▸ Exercise prompt
The whole listing that follows should be printed again, unchanged.

####################

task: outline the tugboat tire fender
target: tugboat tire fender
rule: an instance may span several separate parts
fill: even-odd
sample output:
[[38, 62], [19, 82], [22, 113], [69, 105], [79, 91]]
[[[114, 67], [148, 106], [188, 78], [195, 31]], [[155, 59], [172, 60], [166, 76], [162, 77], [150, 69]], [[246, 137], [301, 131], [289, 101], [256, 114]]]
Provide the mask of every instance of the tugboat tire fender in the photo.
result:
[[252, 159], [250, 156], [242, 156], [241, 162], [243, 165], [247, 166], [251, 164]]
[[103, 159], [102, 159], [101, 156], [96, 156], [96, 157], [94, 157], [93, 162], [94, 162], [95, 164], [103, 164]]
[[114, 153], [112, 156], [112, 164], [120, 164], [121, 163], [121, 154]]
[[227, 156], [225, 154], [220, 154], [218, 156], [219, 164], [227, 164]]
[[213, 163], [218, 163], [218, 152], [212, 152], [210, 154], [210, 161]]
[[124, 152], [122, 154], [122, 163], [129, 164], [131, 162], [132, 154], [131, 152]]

####################

▸ Exercise result
task: outline the tugboat tire fender
target: tugboat tire fender
rule: an instance may span several separate parts
fill: even-odd
sample output:
[[38, 62], [19, 82], [22, 113], [69, 105], [79, 91]]
[[[114, 67], [148, 106], [188, 78], [195, 31]], [[155, 59], [172, 60], [166, 76], [162, 77], [150, 69]], [[246, 137], [301, 131], [289, 101], [256, 114]]]
Provide the mask of every instance of the tugboat tire fender in the photo.
result:
[[252, 159], [250, 156], [242, 156], [241, 162], [243, 165], [247, 166], [251, 164]]
[[103, 159], [102, 159], [101, 156], [96, 156], [96, 157], [94, 157], [93, 162], [94, 162], [95, 164], [103, 164]]
[[114, 153], [112, 156], [112, 164], [120, 164], [121, 163], [121, 154]]
[[227, 156], [225, 154], [220, 154], [218, 156], [219, 164], [227, 164]]
[[213, 163], [218, 163], [218, 152], [212, 152], [210, 154], [210, 161]]
[[124, 152], [122, 154], [122, 163], [129, 164], [131, 162], [132, 154], [131, 152]]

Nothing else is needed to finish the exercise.